- What to do: Turn the lines in the listing below into a numbered list, starting with the line containing "Note to the class: find the lower" and going through the line containing "pixel 403 451", with both of those lines included and any blank lines left out.

=== The records ===

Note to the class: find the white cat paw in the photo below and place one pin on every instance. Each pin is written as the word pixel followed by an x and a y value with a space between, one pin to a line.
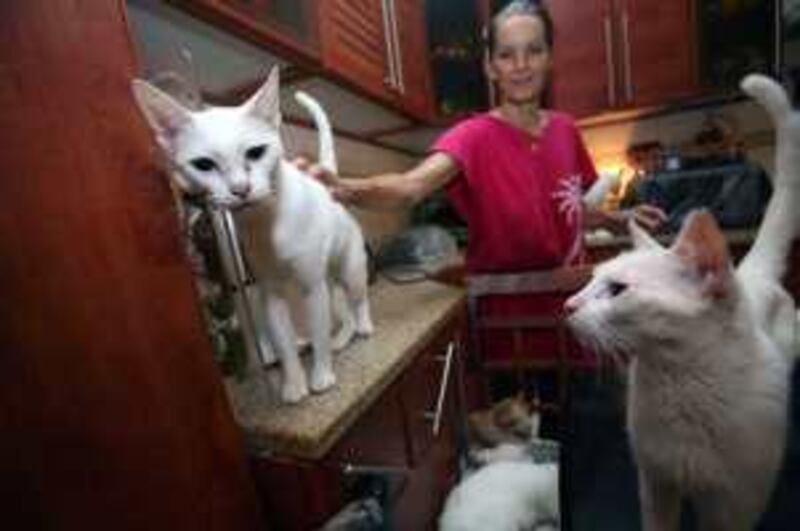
pixel 294 392
pixel 322 380
pixel 365 329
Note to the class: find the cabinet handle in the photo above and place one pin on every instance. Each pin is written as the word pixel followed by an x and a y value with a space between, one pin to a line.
pixel 610 63
pixel 398 57
pixel 436 416
pixel 626 43
pixel 233 264
pixel 390 79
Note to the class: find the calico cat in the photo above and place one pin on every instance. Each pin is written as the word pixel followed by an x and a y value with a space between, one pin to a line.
pixel 710 350
pixel 292 230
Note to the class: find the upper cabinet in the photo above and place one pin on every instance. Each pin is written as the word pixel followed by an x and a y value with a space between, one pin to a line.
pixel 285 27
pixel 613 54
pixel 377 45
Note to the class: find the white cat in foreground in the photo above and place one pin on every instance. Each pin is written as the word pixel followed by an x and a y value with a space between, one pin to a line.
pixel 292 230
pixel 504 496
pixel 711 350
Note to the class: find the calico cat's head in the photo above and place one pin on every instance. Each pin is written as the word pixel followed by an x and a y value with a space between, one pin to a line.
pixel 655 295
pixel 228 154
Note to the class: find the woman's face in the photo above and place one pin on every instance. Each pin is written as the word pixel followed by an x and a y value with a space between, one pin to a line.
pixel 521 60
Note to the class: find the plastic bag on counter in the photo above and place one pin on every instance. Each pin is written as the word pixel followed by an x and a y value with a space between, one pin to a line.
pixel 416 254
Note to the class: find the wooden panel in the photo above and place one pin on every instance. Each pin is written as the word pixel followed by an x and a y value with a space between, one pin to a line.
pixel 353 42
pixel 660 50
pixel 111 410
pixel 582 57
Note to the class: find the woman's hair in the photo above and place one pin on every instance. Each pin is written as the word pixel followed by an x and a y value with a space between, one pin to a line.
pixel 534 8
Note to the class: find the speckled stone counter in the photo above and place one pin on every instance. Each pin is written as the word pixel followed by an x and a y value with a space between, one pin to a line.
pixel 406 317
pixel 601 239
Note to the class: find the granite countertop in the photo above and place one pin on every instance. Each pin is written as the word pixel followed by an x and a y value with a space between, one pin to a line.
pixel 603 238
pixel 406 317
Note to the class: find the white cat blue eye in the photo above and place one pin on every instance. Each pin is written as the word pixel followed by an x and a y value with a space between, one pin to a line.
pixel 203 164
pixel 615 288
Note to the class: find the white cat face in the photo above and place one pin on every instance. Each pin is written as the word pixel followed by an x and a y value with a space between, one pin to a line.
pixel 651 294
pixel 228 154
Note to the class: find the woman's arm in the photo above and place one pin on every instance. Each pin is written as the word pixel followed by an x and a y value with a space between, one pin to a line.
pixel 649 217
pixel 389 190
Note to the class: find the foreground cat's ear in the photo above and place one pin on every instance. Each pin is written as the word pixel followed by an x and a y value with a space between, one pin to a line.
pixel 641 238
pixel 165 115
pixel 265 104
pixel 702 246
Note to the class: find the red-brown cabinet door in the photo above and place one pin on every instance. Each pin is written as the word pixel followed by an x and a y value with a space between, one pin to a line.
pixel 112 411
pixel 584 57
pixel 657 51
pixel 354 42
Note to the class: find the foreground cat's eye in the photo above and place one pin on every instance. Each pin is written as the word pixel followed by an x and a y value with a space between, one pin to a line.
pixel 615 288
pixel 255 153
pixel 204 164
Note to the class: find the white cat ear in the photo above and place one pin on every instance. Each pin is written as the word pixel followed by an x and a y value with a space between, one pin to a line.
pixel 265 104
pixel 702 246
pixel 641 238
pixel 165 115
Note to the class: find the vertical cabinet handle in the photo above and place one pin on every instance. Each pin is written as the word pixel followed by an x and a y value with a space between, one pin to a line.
pixel 610 63
pixel 626 49
pixel 436 415
pixel 397 56
pixel 388 41
pixel 230 252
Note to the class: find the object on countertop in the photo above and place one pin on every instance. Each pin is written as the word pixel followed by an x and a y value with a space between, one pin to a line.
pixel 417 254
pixel 735 193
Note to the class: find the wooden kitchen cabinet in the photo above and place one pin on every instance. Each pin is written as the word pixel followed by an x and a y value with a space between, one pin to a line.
pixel 289 28
pixel 112 411
pixel 404 443
pixel 380 46
pixel 616 54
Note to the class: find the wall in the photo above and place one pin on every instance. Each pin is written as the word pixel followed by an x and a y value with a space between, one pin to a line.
pixel 607 143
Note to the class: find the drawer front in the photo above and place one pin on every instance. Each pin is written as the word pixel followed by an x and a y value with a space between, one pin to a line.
pixel 378 438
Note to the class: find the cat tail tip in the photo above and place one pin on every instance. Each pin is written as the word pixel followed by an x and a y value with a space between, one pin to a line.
pixel 327 156
pixel 769 93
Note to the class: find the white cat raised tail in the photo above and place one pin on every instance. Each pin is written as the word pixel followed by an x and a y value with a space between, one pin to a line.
pixel 292 231
pixel 710 348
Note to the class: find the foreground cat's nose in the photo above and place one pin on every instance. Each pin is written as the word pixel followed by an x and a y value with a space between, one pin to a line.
pixel 570 305
pixel 241 190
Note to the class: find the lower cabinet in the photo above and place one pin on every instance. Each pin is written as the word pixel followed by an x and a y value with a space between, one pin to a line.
pixel 403 451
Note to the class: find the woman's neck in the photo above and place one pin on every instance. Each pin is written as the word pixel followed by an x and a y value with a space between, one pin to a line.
pixel 526 116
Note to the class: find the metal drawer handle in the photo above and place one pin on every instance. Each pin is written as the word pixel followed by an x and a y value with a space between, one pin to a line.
pixel 436 416
pixel 610 64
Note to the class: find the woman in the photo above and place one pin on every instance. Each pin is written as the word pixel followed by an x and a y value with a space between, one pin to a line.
pixel 516 175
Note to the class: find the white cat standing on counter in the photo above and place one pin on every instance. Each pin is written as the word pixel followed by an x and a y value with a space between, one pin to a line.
pixel 292 230
pixel 710 351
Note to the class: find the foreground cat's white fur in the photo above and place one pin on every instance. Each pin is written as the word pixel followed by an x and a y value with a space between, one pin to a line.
pixel 711 351
pixel 504 496
pixel 292 230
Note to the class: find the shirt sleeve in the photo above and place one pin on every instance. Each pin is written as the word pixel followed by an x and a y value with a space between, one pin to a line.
pixel 459 143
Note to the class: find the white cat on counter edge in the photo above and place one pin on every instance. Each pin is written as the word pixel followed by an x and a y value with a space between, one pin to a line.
pixel 291 228
pixel 711 350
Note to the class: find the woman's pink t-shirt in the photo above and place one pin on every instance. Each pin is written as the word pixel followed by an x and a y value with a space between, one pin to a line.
pixel 519 195
pixel 521 198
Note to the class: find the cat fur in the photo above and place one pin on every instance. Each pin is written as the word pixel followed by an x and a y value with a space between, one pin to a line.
pixel 292 231
pixel 710 350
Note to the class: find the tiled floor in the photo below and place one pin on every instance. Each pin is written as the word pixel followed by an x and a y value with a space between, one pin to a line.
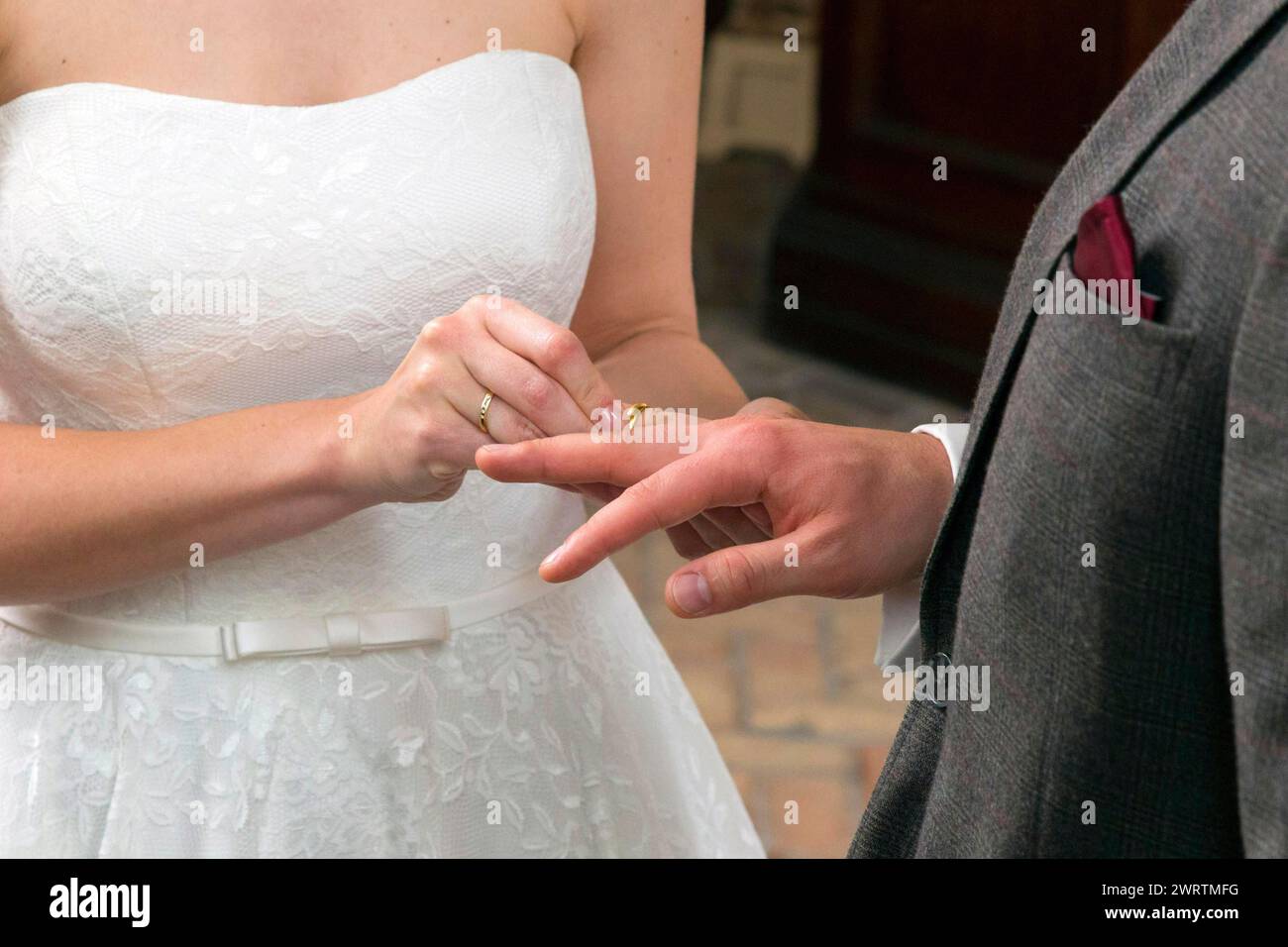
pixel 787 686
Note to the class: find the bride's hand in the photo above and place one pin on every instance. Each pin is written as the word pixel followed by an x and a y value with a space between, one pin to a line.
pixel 413 437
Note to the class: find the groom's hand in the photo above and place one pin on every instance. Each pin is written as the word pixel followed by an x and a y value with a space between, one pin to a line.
pixel 851 512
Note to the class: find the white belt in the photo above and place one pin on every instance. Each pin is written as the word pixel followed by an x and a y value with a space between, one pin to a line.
pixel 344 633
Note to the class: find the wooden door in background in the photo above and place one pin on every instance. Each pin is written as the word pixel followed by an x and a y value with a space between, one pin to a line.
pixel 901 273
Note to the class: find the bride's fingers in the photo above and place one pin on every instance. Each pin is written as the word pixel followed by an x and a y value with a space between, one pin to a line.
pixel 528 389
pixel 557 351
pixel 503 424
pixel 674 495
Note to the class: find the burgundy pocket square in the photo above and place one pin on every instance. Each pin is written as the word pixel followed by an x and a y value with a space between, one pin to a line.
pixel 1106 249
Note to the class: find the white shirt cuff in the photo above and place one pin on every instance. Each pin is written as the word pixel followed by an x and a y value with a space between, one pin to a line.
pixel 901 607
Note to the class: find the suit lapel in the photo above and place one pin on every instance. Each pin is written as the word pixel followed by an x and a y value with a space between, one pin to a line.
pixel 1188 58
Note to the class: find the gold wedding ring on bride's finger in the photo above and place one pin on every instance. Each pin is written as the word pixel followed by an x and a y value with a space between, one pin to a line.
pixel 632 414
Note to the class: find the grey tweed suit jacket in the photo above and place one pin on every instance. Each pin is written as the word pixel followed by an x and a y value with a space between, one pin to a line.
pixel 1154 684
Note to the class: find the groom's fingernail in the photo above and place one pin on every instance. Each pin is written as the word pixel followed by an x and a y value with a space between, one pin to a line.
pixel 692 592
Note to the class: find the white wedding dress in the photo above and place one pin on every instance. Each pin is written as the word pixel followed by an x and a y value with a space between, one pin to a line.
pixel 559 728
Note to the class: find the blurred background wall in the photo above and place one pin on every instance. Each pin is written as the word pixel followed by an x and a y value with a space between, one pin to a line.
pixel 820 125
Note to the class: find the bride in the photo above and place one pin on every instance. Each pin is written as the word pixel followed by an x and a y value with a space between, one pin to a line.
pixel 269 274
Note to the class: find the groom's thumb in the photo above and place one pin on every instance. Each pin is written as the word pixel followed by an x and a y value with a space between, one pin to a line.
pixel 730 579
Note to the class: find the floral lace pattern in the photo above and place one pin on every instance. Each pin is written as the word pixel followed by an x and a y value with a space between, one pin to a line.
pixel 335 231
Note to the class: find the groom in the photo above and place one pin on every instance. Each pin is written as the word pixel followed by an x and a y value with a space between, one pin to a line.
pixel 1112 541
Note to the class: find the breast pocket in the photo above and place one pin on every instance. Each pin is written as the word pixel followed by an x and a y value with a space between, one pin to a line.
pixel 1146 359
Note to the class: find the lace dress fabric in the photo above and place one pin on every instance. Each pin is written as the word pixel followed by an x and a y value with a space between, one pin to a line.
pixel 559 728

===

- Full response:
1. Note to the class: find the lower cabinet in the photo above and place one pin on every instance. Each pin is written as the word pixel followed by an x and a y value with a space between, one pin to a line.
2. pixel 403 451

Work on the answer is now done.